==== Entries supplied

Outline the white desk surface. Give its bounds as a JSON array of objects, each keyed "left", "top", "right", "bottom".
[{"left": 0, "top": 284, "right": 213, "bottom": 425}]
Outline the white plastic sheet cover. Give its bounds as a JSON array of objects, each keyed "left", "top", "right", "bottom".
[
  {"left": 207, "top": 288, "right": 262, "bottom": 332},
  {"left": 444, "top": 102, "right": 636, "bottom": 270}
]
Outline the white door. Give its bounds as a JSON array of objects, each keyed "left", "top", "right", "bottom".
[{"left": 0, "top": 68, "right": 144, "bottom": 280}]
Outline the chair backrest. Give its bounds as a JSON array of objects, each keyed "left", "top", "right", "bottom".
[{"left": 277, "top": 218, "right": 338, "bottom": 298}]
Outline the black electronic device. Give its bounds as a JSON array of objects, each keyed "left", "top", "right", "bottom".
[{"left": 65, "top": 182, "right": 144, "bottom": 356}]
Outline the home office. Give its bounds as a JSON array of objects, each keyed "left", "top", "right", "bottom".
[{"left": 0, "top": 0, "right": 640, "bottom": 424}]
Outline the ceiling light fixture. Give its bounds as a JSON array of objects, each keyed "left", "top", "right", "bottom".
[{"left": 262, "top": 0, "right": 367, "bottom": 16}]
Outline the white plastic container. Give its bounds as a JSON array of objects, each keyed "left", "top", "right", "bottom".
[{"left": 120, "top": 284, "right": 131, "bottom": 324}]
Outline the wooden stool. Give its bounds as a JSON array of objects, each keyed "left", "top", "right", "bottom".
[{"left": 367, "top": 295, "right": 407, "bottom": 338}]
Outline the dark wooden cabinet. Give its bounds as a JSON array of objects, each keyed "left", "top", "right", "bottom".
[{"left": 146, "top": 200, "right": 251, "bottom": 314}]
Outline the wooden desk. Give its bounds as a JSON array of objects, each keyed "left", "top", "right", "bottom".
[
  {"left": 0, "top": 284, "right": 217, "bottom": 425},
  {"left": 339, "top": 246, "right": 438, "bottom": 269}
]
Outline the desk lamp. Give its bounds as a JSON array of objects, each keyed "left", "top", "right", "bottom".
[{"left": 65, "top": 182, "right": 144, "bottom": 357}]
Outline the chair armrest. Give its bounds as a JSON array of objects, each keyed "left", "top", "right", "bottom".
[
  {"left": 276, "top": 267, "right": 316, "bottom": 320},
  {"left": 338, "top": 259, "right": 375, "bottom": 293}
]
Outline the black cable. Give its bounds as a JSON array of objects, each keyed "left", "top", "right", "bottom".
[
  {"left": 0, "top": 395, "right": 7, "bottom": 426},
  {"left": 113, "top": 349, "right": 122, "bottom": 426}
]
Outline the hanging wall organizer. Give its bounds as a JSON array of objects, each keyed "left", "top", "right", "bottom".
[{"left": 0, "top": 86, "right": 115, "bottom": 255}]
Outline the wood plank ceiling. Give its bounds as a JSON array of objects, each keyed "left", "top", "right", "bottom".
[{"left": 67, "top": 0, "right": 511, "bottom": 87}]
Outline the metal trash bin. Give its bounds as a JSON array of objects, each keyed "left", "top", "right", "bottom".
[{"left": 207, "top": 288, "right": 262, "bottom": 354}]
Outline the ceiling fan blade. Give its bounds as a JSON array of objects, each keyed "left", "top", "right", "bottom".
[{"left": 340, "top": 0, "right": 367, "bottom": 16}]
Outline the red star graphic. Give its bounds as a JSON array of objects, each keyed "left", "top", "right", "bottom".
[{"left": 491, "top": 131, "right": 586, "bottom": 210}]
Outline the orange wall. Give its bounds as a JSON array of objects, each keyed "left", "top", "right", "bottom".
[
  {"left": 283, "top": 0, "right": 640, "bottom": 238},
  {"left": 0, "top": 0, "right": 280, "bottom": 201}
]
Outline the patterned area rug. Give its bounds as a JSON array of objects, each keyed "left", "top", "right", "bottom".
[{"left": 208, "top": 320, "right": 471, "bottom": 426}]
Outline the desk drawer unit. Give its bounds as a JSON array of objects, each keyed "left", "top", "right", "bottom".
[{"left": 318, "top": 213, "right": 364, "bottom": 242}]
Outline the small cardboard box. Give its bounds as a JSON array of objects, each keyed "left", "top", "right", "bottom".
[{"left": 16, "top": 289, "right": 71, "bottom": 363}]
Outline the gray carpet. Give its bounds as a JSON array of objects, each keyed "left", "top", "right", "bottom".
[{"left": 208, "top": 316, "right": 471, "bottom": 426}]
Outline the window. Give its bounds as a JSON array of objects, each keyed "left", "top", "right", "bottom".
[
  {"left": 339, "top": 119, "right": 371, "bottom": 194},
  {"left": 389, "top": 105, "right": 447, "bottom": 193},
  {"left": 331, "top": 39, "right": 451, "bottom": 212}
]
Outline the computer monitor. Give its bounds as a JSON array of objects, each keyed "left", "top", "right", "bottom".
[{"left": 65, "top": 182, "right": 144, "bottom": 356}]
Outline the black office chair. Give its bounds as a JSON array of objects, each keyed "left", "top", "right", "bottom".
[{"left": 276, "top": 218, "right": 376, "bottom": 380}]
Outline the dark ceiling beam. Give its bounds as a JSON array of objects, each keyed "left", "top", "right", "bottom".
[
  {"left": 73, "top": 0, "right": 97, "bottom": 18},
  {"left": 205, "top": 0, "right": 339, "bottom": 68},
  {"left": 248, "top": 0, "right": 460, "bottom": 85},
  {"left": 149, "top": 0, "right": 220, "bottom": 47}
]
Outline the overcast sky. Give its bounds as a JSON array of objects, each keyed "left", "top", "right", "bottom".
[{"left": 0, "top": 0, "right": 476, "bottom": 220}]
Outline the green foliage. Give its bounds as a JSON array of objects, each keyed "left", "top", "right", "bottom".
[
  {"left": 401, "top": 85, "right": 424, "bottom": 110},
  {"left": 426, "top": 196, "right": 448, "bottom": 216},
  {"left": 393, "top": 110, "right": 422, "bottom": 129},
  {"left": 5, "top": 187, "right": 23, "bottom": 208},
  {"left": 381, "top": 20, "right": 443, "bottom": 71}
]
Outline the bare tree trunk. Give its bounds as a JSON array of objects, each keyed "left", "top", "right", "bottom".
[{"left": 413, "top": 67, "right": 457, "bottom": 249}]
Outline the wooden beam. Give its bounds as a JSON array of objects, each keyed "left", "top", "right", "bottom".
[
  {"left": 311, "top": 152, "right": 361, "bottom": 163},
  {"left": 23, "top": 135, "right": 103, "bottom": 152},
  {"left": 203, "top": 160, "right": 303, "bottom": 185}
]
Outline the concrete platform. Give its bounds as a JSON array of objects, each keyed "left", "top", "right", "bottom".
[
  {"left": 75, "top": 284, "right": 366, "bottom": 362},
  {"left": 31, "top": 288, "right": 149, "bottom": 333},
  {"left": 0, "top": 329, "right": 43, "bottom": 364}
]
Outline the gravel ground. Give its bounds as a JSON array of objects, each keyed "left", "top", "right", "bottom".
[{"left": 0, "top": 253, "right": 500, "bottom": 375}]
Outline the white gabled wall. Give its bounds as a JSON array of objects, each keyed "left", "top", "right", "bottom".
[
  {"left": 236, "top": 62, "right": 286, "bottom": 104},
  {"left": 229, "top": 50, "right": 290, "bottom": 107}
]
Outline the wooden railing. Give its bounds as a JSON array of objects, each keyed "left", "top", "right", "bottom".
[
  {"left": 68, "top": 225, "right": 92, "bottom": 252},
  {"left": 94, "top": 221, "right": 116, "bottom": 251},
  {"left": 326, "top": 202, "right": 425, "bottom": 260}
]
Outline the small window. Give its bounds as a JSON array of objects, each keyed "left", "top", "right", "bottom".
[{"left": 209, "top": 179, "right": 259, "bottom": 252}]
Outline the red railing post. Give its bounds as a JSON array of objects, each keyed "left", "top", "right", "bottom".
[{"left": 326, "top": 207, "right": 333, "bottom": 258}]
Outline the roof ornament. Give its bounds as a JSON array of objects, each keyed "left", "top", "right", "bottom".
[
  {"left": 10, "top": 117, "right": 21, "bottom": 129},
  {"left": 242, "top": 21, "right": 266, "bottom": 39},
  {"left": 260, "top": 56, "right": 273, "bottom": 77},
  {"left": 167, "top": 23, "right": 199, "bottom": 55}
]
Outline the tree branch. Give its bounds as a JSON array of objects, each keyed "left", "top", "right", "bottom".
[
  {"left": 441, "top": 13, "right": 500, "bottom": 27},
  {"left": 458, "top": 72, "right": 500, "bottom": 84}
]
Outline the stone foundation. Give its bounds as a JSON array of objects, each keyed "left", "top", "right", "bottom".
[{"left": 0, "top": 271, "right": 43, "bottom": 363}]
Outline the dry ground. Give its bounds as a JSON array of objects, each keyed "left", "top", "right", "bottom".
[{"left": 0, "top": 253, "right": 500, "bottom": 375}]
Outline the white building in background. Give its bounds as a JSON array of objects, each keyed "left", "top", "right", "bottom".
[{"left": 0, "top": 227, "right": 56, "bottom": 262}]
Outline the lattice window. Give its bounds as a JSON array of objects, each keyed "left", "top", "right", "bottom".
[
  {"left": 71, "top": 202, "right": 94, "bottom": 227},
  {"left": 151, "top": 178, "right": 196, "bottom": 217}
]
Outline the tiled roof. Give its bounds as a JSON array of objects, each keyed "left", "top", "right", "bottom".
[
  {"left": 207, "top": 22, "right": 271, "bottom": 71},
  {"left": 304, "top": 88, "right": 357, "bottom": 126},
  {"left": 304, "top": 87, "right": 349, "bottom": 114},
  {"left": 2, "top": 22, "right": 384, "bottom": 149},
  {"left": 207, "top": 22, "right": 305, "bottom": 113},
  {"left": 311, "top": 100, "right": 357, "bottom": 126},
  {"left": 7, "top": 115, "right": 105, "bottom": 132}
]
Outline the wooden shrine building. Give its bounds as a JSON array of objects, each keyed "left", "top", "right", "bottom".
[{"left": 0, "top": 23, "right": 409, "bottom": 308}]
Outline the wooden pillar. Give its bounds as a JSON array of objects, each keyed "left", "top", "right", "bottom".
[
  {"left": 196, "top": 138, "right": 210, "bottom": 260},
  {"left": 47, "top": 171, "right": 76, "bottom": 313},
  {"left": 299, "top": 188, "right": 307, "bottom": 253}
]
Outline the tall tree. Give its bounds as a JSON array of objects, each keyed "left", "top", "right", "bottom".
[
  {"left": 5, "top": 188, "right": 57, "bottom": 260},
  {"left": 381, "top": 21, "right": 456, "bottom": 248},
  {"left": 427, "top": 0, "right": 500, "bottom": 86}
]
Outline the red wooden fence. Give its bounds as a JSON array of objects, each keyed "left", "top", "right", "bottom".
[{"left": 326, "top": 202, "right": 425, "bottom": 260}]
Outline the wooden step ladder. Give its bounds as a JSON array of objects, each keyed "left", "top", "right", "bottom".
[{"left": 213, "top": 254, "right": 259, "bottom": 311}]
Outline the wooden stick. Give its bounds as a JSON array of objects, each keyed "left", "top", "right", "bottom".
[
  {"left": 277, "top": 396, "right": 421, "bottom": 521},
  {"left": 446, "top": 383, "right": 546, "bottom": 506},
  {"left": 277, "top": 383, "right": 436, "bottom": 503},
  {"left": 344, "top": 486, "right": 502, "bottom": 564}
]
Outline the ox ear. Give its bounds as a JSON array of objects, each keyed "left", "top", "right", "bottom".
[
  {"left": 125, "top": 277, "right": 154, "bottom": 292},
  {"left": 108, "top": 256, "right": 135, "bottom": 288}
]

========

• Problem to solve
Give every line from the one containing "Outline the red wooden" through the end of the entries, inclusive, as a numbered list with blank lines left out.

• Worked solution
1. Outline the red wooden fence. Give its bounds as a JSON array of objects, each keyed "left", "top", "right", "bottom".
2. [{"left": 326, "top": 202, "right": 425, "bottom": 260}]
3. Outline the wooden step ladder. Give its bounds as a JSON array of objects, each keyed "left", "top", "right", "bottom".
4. [{"left": 213, "top": 254, "right": 259, "bottom": 311}]
5. Outline the wooden stick. Give its bounds as a JSON array of objects, each keyed "left", "top", "right", "bottom".
6. [
7.   {"left": 277, "top": 396, "right": 421, "bottom": 521},
8.   {"left": 446, "top": 383, "right": 546, "bottom": 506},
9.   {"left": 277, "top": 383, "right": 436, "bottom": 503},
10.   {"left": 344, "top": 486, "right": 502, "bottom": 564}
11. ]
12. Outline the ox ear. Give its bounds as a JSON array of objects, each keyed "left", "top", "right", "bottom".
13. [
14.   {"left": 125, "top": 277, "right": 154, "bottom": 292},
15.   {"left": 108, "top": 256, "right": 135, "bottom": 288}
16. ]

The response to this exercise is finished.